→ What to work on
a. List every person named in the passage on Oppenheimer's films.
b. Translate this sentence from the passage on Oppenheimer's films into Spanish: "The killings were supported by a variety of governments – including America – as part of the Cold War."
c. Pick up the passage on Oppenheimer's films where it stops and continue it in the same voice.

→ Supplied passage
Both Aghion’s and Oppenheimer’s work concern the struggle for public narrative about massacres in which every citizen knew or was perpetrators or victims.Yet a major difference between the two situations explored is that the Gacaca courts tried to establish a new national narrative, working within an institutional structure. Oppenheimer is still working against the Indonesian government’s primary version of events – something driven home by the pro-massacre narrative Rukun’s son receives as classroom instruction. While Aghion’s films construct stories about several narratives openly in conflict, Oppenheimer situates the minority version of events within the official line, letting literal and figurative silences speak to oppressive gaps in narrative and understanding. Lanzmann’s work is driven by an imperative to witness. Oppenheimer – who described his subject matter as perched between “memory and oblivion” – is more interested in exploring what that un-heard story means for lived experience, with the imperative for remembrance be an implied next step.
That narrative, of course, has theoretical and practical implications beyond Indonesia. The killings were supported by a variety of governments – including America – as part of the Cold War. In Silence the term “Communist” is evoked as a boogeyman rather than an ideology, as it often is in contemporary American right-wing rhetoric. The film shows a period NBC news report in which a killer states that some of his victims asked to be killed, and shows footage of “Communists,” who had worked pre-revolution at a Goodyear rubber plant, literally re-conscripted as slave labor, in the service of American capitalism. “It’s very hard to remember killing when it’s reported as good news,” Oppenheimer said, also noting that the killers and their U.S. supporters could be both sincerely anti-Communist and still see their own material gain in effecting plunder. Such is, arguably, the case with any myth in which anti-social behavior is constructed as pro-social by the story that’s built up around it (see also, our current myriad wars for freedom). Similar to some of my own American conversational experiences, when their entrenched narrative is challenged, the word political gets thrown around. More than one killer describes Rukun as acting political by refusing to submit to the status quo line that his relatives deserved death. One official – echoing Carl von Clausewitz’ “war is diplomacy by other means” – argues that “politics is achieving your goals in various ways,” and says (amid various implied threats to Rukun) that “if the victims’ children don’t like me, I wouldn’t get the most votes.”

→ Raw records
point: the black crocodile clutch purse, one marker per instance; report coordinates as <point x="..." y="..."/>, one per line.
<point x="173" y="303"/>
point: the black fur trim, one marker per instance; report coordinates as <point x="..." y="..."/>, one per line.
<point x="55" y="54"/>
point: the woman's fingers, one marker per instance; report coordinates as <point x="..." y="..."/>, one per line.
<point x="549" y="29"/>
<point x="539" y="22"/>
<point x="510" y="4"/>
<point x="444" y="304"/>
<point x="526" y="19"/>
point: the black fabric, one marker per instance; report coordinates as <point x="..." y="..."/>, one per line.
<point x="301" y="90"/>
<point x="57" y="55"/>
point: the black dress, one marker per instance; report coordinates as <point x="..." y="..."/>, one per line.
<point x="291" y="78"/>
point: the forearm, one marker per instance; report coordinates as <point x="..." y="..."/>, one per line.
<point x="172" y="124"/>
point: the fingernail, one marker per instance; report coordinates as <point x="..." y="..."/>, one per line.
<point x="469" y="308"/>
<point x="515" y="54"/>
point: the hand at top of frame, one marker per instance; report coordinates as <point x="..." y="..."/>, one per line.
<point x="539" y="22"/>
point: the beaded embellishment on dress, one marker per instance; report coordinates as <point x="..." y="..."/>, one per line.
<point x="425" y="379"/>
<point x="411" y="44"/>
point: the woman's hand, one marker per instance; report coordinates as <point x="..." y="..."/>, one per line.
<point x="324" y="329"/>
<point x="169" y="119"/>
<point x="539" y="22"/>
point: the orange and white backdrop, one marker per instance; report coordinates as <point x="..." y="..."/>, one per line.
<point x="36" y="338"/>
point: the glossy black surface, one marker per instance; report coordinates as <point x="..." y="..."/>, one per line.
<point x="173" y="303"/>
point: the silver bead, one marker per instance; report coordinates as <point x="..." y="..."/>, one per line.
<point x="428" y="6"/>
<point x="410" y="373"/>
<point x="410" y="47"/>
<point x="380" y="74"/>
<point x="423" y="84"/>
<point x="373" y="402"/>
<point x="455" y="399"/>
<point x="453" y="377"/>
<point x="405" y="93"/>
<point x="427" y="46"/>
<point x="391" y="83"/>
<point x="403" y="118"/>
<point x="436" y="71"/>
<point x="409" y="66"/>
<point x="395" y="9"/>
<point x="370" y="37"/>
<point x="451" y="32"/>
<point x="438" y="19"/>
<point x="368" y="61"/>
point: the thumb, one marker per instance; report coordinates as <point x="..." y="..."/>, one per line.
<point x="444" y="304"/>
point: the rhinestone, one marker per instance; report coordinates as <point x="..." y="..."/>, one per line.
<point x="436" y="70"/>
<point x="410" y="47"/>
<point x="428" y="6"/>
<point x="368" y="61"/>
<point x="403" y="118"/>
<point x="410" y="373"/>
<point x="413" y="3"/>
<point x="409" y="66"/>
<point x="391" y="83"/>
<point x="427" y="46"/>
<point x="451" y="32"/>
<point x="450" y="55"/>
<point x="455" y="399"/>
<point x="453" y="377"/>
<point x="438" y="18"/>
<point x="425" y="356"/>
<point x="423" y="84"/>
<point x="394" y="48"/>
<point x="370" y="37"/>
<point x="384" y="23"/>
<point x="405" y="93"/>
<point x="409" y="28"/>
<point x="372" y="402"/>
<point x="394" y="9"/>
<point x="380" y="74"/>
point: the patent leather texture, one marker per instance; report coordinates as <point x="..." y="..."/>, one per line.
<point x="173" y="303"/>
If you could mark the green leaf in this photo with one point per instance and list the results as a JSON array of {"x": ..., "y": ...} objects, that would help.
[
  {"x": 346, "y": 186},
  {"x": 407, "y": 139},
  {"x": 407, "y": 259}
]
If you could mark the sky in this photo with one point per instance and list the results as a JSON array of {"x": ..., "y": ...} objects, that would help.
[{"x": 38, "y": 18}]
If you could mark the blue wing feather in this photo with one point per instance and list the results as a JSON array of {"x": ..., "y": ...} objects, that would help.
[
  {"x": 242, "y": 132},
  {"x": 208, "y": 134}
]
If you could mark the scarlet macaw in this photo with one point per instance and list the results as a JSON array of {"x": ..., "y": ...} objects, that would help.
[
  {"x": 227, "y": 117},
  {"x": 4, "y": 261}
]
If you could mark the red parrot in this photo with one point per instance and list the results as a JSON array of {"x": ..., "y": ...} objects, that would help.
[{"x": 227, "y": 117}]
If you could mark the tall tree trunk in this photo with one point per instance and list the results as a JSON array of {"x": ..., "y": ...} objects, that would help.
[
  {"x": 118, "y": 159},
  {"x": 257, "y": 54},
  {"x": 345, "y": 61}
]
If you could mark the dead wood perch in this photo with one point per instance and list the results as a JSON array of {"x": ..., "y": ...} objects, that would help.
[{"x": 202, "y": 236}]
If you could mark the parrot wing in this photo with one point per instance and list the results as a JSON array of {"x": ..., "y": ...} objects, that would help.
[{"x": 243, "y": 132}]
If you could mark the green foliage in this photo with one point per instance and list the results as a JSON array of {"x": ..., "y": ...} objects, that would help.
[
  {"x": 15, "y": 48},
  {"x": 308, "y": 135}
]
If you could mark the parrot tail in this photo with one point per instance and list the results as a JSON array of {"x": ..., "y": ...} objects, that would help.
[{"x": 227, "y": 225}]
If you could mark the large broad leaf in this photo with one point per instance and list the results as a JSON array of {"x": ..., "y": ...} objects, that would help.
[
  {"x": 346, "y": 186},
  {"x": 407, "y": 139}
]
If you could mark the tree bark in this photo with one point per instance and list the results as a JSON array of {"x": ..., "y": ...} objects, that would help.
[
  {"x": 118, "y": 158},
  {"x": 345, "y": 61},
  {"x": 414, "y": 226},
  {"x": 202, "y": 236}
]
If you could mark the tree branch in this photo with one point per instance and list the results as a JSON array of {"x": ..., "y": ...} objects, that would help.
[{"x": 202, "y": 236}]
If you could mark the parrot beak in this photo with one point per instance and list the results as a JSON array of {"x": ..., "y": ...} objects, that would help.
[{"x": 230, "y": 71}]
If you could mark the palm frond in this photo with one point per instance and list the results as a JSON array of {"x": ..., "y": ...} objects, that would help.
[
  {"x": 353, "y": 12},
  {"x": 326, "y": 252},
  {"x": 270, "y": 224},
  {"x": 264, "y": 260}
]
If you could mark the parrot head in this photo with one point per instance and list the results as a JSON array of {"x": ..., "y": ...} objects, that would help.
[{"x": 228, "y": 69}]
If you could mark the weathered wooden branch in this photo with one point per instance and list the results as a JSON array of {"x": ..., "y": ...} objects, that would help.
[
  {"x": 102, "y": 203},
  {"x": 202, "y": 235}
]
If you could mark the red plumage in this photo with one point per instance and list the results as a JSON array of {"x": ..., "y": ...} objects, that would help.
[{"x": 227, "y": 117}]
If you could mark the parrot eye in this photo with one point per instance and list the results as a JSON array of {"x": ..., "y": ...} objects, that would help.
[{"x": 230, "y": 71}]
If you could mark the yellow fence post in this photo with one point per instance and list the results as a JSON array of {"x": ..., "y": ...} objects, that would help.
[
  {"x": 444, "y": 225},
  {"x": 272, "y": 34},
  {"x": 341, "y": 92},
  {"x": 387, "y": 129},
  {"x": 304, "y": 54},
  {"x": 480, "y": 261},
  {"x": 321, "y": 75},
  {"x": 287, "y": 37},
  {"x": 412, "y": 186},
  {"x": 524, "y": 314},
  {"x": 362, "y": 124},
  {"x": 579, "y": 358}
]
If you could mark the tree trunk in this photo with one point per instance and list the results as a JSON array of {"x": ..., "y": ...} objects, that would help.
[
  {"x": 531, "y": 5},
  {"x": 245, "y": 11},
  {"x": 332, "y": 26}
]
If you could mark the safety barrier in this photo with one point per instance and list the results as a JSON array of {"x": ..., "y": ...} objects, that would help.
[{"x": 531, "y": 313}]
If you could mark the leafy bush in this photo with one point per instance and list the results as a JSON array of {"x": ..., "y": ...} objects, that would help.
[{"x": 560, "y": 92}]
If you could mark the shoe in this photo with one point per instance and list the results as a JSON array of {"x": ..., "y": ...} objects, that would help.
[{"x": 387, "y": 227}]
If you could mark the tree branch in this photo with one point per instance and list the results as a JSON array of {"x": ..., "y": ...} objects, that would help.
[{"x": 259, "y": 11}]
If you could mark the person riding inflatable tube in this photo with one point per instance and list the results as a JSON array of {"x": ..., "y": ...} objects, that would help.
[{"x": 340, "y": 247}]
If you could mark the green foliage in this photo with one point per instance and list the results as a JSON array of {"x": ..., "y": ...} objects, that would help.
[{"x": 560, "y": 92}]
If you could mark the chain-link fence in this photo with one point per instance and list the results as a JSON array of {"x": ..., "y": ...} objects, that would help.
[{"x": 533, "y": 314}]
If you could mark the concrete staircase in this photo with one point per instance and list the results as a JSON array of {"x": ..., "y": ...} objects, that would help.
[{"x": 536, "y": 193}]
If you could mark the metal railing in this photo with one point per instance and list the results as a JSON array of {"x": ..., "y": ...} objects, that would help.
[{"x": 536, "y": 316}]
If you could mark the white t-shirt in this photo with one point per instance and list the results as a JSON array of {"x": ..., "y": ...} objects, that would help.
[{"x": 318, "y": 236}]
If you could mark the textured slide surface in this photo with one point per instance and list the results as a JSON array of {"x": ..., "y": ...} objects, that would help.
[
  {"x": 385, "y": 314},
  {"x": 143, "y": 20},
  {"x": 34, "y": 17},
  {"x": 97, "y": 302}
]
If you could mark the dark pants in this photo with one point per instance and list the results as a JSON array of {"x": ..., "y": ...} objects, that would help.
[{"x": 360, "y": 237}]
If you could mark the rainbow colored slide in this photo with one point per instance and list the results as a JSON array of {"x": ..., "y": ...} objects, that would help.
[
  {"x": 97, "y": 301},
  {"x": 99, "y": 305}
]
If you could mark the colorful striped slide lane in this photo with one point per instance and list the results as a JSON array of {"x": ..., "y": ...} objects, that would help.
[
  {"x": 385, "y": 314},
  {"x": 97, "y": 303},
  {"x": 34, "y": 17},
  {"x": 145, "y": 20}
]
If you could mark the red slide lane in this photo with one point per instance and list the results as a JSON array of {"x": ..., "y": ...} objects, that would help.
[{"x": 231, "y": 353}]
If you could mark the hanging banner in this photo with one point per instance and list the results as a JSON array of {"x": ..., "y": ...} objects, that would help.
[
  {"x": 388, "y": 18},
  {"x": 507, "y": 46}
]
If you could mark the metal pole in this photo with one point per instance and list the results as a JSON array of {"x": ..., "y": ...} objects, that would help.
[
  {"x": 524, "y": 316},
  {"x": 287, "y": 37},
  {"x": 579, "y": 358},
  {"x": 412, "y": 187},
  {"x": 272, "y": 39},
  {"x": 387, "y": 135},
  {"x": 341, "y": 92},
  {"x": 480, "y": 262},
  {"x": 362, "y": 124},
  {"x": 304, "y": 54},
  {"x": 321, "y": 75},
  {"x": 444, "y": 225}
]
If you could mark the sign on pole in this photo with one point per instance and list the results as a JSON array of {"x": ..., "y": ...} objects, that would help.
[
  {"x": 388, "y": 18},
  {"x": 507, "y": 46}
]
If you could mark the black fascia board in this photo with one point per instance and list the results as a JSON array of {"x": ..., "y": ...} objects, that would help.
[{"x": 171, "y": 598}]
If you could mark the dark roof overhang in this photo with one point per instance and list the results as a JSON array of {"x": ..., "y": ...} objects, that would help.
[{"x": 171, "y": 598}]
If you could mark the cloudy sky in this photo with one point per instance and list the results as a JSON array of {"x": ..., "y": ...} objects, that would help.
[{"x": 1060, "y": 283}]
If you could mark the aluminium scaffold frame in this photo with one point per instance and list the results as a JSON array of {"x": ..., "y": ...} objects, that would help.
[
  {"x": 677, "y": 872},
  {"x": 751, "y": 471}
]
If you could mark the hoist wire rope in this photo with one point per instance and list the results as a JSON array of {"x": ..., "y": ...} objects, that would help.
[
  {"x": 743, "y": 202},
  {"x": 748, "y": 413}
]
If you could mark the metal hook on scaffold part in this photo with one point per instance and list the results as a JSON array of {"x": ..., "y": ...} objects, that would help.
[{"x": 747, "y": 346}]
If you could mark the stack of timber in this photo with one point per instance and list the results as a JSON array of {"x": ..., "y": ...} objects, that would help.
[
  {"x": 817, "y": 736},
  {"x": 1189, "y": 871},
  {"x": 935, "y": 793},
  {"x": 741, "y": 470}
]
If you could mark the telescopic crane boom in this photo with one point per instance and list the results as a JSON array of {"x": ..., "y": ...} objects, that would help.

→ The replies
a.
Aghion
Oppenheimer
Rukun
Lanzmann
Carl von Clausewitz

b. Los asesinatos fueron respaldados por diversos gobiernos —entre ellos Estados Unidos— como parte de la Guerra Fría.

c.
While the interviewees’ comments occasionally cross over into near-satire – one killer’s son tries to silence Rukun by saying, without apparent conscious irony, “let’s all get along like the military dictatorship taught us” – more often than not they provokes empathy. One killer’s daughter asks that they regard each other as family, that he think of him as his own father. If the gesture may be difficult to consider sincere from my writing, note that the man’s mind – by this point – has clearly in some capacity been taken by age. While he has led a more comfortable life than Rukun’s father, he recalls the other man in vulnerability, his heroic, constructed narrative the dark mirror of Rukun’s father, naked, being bathed, singing love songs and claiming to be 17 years old. Rukun leaves this man’s home; the film ends with his own father wailing in his own lost mind, feeling lost, unable to understand that he is home.
That is the empathy that resonates in Oppenheimer’s diptych of documentaries: to recognize the humanity and pain in both the killers and their victims, without equivocating.